**掲載文**.
• • •

この数年間で、若者も増えてきました。昔とは違って、まちに新しい風が吹いている感じがします。歩いている人の顔ぶれも変わってきた。そんな変化を楽しみながら、このまちで根を張って生きていくことに価値を感じています。


ー2024年4月、英国のストリートアーティスト、Nick Walker(ニック・ウォーカー)さんが此花で作品を制作されましたね。克美さんが壁の提供をくださいました。そのときのエピソードを聞かせてください。
克美さん: ニック・ウォーカーが来ることになって、すごくワクワクしましたね。そのときに初めて会話を交わしました。壁の下地を塗る作業をWALL SHAREメンバーの久永さんと一緒にやったんですが、なんと彼、僕の高校の後輩だったんです! 30~40年ぶりの再会みたいな感じで、「おお、久しぶり!」という雰囲気になりました。



壁の塗装作業は得意だったので、一緒に進めていくうちに、どんどん面白くなっていきました。制作が終わった後にはアーティストさんとも打ち上げをして、酒を酌み交わしながらアートやまちづくりについて語りました。共に酒を飲めるような機会は刺激的でしたね。また次のプロジェクトでも、何か力になれたらいいなと思っています。

• • •

**提示資料**.

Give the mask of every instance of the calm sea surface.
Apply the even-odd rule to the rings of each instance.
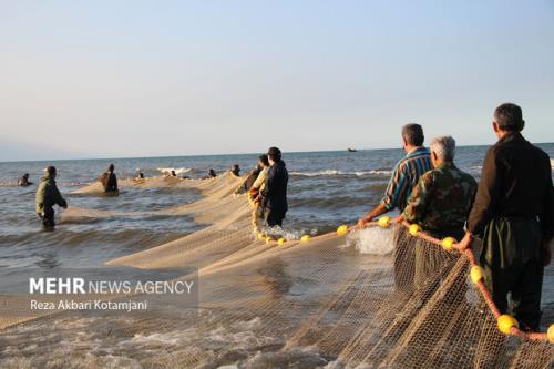
[[[554,157],[554,144],[540,145]],[[458,150],[456,163],[479,177],[485,146]],[[119,197],[72,195],[115,164],[120,178],[160,176],[175,170],[178,176],[202,177],[213,167],[222,173],[239,164],[243,173],[256,163],[255,154],[183,157],[138,157],[54,162],[0,163],[0,276],[13,267],[96,267],[103,262],[161,245],[202,226],[188,216],[100,218],[86,223],[59,223],[57,230],[41,230],[34,213],[37,183],[45,165],[55,165],[58,184],[70,205],[117,212],[164,209],[196,201],[201,195],[184,188],[124,188]],[[285,153],[290,173],[286,228],[294,233],[321,234],[356,219],[382,196],[401,150]],[[29,187],[14,185],[29,173]]]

• • •

此花のまちづくりに関するインタビューを、最後の文に続けて書き継いでください。 資料は、此花のまちづくりに関するインタビューとは関係がありません。

ーミューラル(壁画)についてどのように思われていますか?
克美さん: 僕自身、音楽をやっているからかもしれないけど、アートのエネルギーに共感するんです。何が生まれるかわからない、だからこそ面白い。そういうチャレンジを続けることが、アートの本質だと思います。
ミューラルは今世界中で盛り上がりを見せていますよね。4〜5年前くらいから特に注目されるようになって、バンクシーが評価されていたりしますし、美術品オークションハウス「クリスティーズ」でもオークションで高値がつく作品もあるそうですね。スプレー缶だけでこれだけの表現ができるのはすごいこと。まるで時代の波に乗るように、ミューラルが世界をつなぐ役割を果たしているのが面白いです。

背筋を伸ばして歩けるまちっていいですよね。
ーアートの力についてどう感じますか?
克美さん: アートには、若者のエネルギーを外に向けて発信させる力があります。そして、それを見た人が反応を示す。この双方向のやり取りが重要だと思っています。
2023年から此花でミューラルタウンコノハナの活動が始まって、今、少しずつ受け入れられてきています。「此花」というワードが広がりつつあるのを感じますし、壁主が増えてくれたら嬉しいですね。個人的にも周囲に声がけしてますよ(笑)。まちのあちこちにアートが点在することで、まちの雰囲気自体が変わってくる。人々が楽しんで、にっこりできる。それがアートの力だと思います。

ー此花の未来について、どのような夢をお持ちですか?
克美さん: 日本全体で見れば、大阪や東京が中心ですが、その中で此花という場所に特徴を持たせられたらいいですね。特別な観光地ではないかもしれないけど、アートを通じて注目されるまちになれたら面白い。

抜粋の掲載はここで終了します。